[[ DATASET RECORDS open ]]

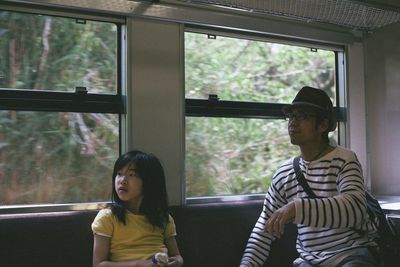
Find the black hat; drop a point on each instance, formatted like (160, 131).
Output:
(316, 99)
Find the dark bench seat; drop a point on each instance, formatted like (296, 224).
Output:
(208, 235)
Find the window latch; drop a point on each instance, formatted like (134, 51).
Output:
(213, 98)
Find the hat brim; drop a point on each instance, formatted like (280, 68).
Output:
(332, 121)
(301, 104)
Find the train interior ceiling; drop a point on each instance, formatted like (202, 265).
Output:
(366, 31)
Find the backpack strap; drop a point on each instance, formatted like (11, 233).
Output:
(301, 179)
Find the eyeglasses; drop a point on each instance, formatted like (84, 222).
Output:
(299, 116)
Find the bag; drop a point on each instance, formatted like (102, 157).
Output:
(388, 240)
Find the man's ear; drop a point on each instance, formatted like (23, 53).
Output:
(323, 125)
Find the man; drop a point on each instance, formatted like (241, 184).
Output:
(334, 228)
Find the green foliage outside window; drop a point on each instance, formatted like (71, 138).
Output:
(227, 156)
(56, 157)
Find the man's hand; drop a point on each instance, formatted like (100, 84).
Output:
(276, 223)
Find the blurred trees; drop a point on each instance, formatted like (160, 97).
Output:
(56, 157)
(239, 156)
(61, 157)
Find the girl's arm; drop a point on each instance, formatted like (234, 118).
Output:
(101, 247)
(175, 259)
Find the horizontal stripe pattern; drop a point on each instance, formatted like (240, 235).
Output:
(329, 226)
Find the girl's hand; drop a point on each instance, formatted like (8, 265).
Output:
(175, 261)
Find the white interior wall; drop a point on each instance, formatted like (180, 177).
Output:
(382, 83)
(155, 91)
(356, 120)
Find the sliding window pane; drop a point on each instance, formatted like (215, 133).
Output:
(49, 157)
(56, 53)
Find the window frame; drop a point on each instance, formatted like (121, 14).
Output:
(214, 107)
(80, 101)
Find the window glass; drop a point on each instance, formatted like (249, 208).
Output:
(248, 70)
(233, 156)
(48, 157)
(58, 54)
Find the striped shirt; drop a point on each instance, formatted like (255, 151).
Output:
(331, 226)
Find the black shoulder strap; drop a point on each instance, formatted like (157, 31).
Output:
(301, 180)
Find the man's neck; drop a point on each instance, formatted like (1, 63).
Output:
(315, 151)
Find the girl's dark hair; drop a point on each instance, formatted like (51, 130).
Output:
(154, 204)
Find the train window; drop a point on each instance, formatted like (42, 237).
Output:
(56, 53)
(60, 108)
(234, 90)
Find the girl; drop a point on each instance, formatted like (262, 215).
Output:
(137, 226)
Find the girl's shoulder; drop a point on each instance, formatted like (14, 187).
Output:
(344, 153)
(104, 213)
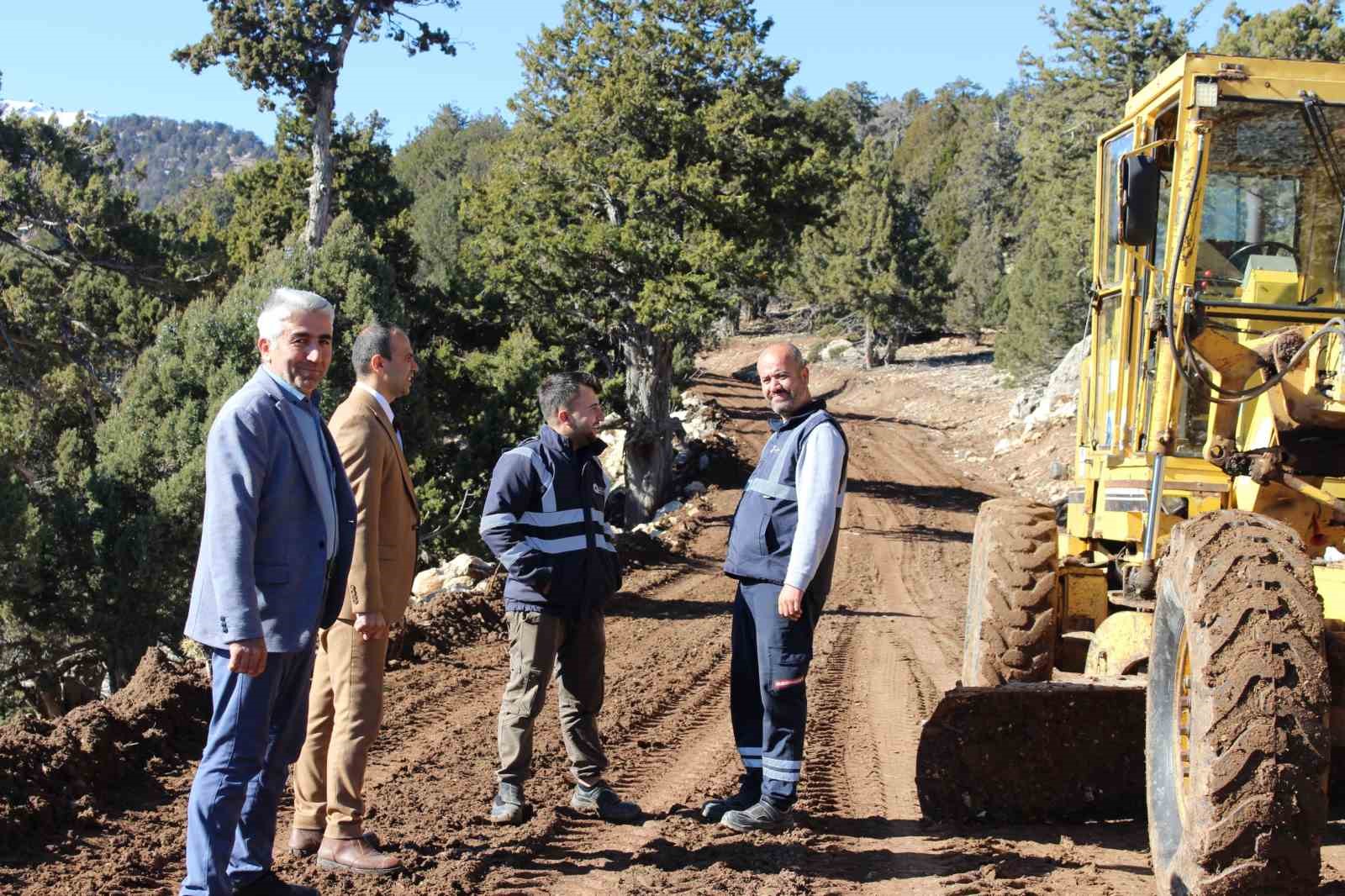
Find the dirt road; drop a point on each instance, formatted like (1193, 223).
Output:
(888, 645)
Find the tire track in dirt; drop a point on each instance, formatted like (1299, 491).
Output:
(888, 643)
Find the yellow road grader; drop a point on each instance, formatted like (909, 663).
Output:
(1169, 645)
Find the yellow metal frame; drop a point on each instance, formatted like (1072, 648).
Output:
(1113, 475)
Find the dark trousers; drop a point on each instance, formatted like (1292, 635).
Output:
(256, 734)
(768, 694)
(578, 651)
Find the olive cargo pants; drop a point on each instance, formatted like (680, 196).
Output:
(576, 650)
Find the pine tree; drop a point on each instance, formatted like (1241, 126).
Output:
(876, 261)
(657, 165)
(1105, 51)
(296, 51)
(1302, 31)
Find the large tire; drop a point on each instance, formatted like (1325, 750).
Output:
(1237, 676)
(1010, 633)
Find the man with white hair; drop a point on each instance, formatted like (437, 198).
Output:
(782, 552)
(275, 553)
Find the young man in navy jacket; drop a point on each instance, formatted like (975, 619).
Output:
(544, 522)
(782, 551)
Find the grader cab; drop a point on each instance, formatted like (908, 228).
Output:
(1170, 647)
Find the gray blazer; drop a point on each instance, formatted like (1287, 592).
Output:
(262, 564)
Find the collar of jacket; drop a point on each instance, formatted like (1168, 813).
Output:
(799, 416)
(557, 441)
(277, 389)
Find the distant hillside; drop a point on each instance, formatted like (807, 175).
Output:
(179, 154)
(175, 154)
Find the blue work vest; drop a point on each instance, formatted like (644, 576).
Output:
(762, 535)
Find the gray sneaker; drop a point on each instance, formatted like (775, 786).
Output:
(763, 817)
(509, 804)
(750, 791)
(602, 801)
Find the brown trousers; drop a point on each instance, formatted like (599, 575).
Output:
(576, 650)
(345, 709)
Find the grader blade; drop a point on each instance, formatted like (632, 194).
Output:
(1035, 752)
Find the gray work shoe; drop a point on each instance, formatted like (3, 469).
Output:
(763, 817)
(509, 804)
(602, 801)
(750, 791)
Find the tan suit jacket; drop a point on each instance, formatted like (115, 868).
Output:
(388, 515)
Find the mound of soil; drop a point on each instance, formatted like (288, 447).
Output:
(452, 620)
(58, 774)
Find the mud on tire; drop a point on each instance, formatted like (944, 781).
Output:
(1239, 677)
(1010, 633)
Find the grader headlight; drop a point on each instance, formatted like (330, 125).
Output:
(1207, 93)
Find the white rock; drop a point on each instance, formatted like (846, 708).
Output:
(1067, 409)
(614, 456)
(1063, 387)
(475, 568)
(428, 580)
(838, 345)
(667, 509)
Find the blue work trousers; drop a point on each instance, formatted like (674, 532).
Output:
(768, 694)
(256, 735)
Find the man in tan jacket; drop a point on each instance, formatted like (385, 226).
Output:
(346, 701)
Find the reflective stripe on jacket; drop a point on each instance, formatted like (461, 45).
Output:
(544, 522)
(767, 517)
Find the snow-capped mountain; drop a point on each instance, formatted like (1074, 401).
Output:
(33, 109)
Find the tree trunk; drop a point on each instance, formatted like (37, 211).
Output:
(320, 185)
(324, 104)
(649, 440)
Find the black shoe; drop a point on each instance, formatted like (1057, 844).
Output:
(750, 791)
(763, 817)
(602, 801)
(509, 806)
(271, 885)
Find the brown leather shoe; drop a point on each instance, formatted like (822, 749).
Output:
(356, 856)
(304, 841)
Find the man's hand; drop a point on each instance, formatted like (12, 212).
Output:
(248, 656)
(791, 602)
(372, 626)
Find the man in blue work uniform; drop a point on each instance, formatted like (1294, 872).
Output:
(544, 522)
(782, 551)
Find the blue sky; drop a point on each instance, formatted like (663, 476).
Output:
(112, 57)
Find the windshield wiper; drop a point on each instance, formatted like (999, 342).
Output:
(1325, 145)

[[ DATASET RECORDS closed ]]

- [TASK PROMPT]: Please set down every line of the listing verbatim, excluding its pictures.

- [EXERCISE ANSWER]:
Find the black hat; drop a point on each instance, formatted like (160, 131).
Output:
(316, 99)
Find the dark bench seat; drop a point on each instance, formatted like (296, 224).
Output:
(208, 235)
Find the window latch; drop a point on each instance, formatted like (134, 51).
Output:
(213, 98)
Find the hat brim; drop a point on each instance, formatted like (280, 68).
Output:
(332, 121)
(301, 104)
Find the train interior ceiling; drop a point on each instance, formatted like (202, 265).
Output:
(366, 31)
Find the backpack strap; drop a point on each instance, formatted like (11, 233).
Output:
(301, 179)
Find the eyeglasses; drop a point on each instance, formatted like (84, 222).
Output:
(299, 116)
Find the bag; drop a point on each instance, formatted like (102, 157).
Output:
(388, 240)
Find the man's ear; drop a point on each instance, formatted like (23, 53).
Output:
(323, 125)
Find the man; drop a point on each instance, formatted like (241, 184).
Output:
(334, 228)
Find the green foliage outside window; drop a point on each instance, formatted like (71, 138).
Output:
(227, 156)
(56, 157)
Find the man's hand; drop a point on each instance, formatted like (100, 84).
Output:
(276, 223)
Find the blurred trees; drop a point on each instance, formatted like (160, 97).
Output:
(56, 157)
(239, 156)
(61, 157)
Find the girl's arm; drop a point on each instance, formatted like (234, 118).
Output:
(101, 247)
(175, 259)
Find the horizontal stripe pattern; drop a point on each instance, formatted like (240, 235).
Output:
(329, 226)
Find the girl's hand; drop a point on each instance, formatted like (8, 265).
Output:
(175, 261)
Find the white interior wall; drop a point on each instance, formatted like (180, 177).
Output:
(382, 83)
(155, 91)
(356, 120)
Find the sliding window pane; drop a point on each instance, formatted like (215, 133).
Output:
(49, 157)
(56, 53)
Find the window frame; drop a point on each instance, formatted like (121, 14).
Output:
(214, 107)
(80, 101)
Find the window glass; drop a point on each instance, formatted like (249, 208).
Output:
(248, 70)
(233, 156)
(48, 157)
(58, 54)
Find the striped shirt; drop a point on each instance, formatted like (255, 151).
Output:
(331, 226)
Find the black shoulder strap; drop a point on each instance, formatted like (157, 31).
Output:
(301, 180)
Find the man's neck; drop a point on each instance, formatted like (1, 63).
Output:
(315, 151)
Find the girl's dark hair; drop a point on each instance, formatted like (51, 130).
Output:
(154, 204)
Find the train window; drop a point on each instance, formatted like (42, 237).
Output:
(56, 53)
(60, 108)
(234, 90)
Find the girl; drop a point on each instance, formatted like (262, 215).
Output:
(137, 226)
Find the girl's shoulder; drop a point on each instance, formatted like (14, 187).
Output:
(344, 153)
(104, 213)
Find the dirt road; drop a point on each instance, formatted like (1193, 223).
Output:
(888, 645)
Find the tire track in dirt; drop a point on each instance, formatted like (1299, 491).
Output:
(888, 643)
Find the yellow road grader; drop a point on each instance, formatted like (909, 663).
Output:
(1169, 645)
Find the yellow metal frame; drop a point on each instance, formatted like (1072, 648).
Output:
(1113, 475)
Find the dark trousers; drop a point on each instance, formatted like (1292, 635).
Output:
(256, 734)
(768, 694)
(578, 651)
Find the olive cargo pants; drop a point on each instance, formatted like (680, 196).
Output:
(576, 650)
Find the pine tree; drop a point on each instance, formatted like (1241, 126).
Output:
(876, 261)
(657, 165)
(1105, 51)
(296, 51)
(1302, 31)
Find the large tire; drop a point on each instance, formatted like (1325, 750).
Output:
(1237, 676)
(1010, 633)
Find the man with white hair; drop a point on each instance, formatted like (437, 198).
Output:
(782, 552)
(275, 553)
Find the young man in navy jacket; drop a point on each instance, formatted like (975, 619).
Output:
(544, 522)
(782, 551)
Find the grader cab; drop a point on each instance, formatted like (908, 228).
Output:
(1170, 647)
Find the gray blazer; drop a point on each instance, formatted like (1287, 592).
Output:
(262, 564)
Find the collar of jacket; drop a point on each instance, formatted like (1168, 813).
Output:
(799, 416)
(557, 441)
(277, 389)
Find the distant hillside; drop a point on each instance, formatted like (807, 175).
Output:
(179, 154)
(175, 154)
Find the blue work vest; drop a point on each instance, formatted like (644, 576).
Output:
(762, 535)
Find the gray sneaker; drop a point on each instance, formatted like (775, 786).
Output:
(763, 817)
(509, 804)
(750, 791)
(602, 801)
Find the brown trousers; drop a point on each instance, formatted like (599, 575).
Output:
(576, 650)
(345, 709)
Find the grader blade; drop a point on each instance, formatted like (632, 194).
Output:
(1035, 752)
Find the gray work shoe; drop a point on each instance, formatted like (3, 469).
Output:
(763, 817)
(509, 804)
(602, 801)
(750, 791)
Find the tan suit jacket; drop a point on each instance, formatted like (115, 868).
Output:
(388, 515)
Find the mound of soil; drop a point on each instance, formatted like (288, 447).
Output:
(452, 620)
(58, 774)
Find the mud on tire; drop a point on each instance, formatted like (944, 781).
Output:
(1239, 677)
(1010, 633)
Find the grader headlight; drop a point on each instance, formatted like (330, 125).
Output:
(1207, 93)
Find the white rock; drop a point on each instance, formatted like (846, 708).
Output:
(1067, 409)
(614, 456)
(1063, 387)
(475, 568)
(428, 580)
(838, 345)
(667, 509)
Find the blue work trousers; drop a point on each instance, formatted like (674, 532).
Output:
(768, 694)
(256, 735)
Find the man in tan jacket; drop a point on each instance, formatted like (385, 226).
Output:
(346, 701)
Find the reflective stripe on jacket; drop a point on each instance, formatted like (461, 45).
Output:
(544, 522)
(767, 517)
Find the snow-capped mountain; drop a point on each instance, formatted like (1074, 401).
Output:
(33, 109)
Find the tree trunk; drop a point on each instance, formatted like (37, 211).
Output:
(320, 185)
(324, 104)
(649, 440)
Find the black shoe; drop a point on each instance, formatted like (1057, 844).
Output:
(750, 791)
(763, 817)
(602, 801)
(509, 806)
(271, 885)
Find the brown leather shoe; drop a point on each instance, formatted like (822, 749).
Output:
(356, 856)
(304, 841)
Find the man's hand; drop a point on each instance, formatted like (12, 212).
Output:
(248, 656)
(791, 602)
(372, 626)
Find the man in blue work uniform; drop a point on each instance, formatted like (1294, 872).
Output:
(544, 522)
(782, 551)
Find the blue sky; drop a point on each instance, formatted like (663, 476).
Output:
(112, 57)
Find the windshield wiper; drop a point on each instance, formatted like (999, 342).
Output:
(1325, 145)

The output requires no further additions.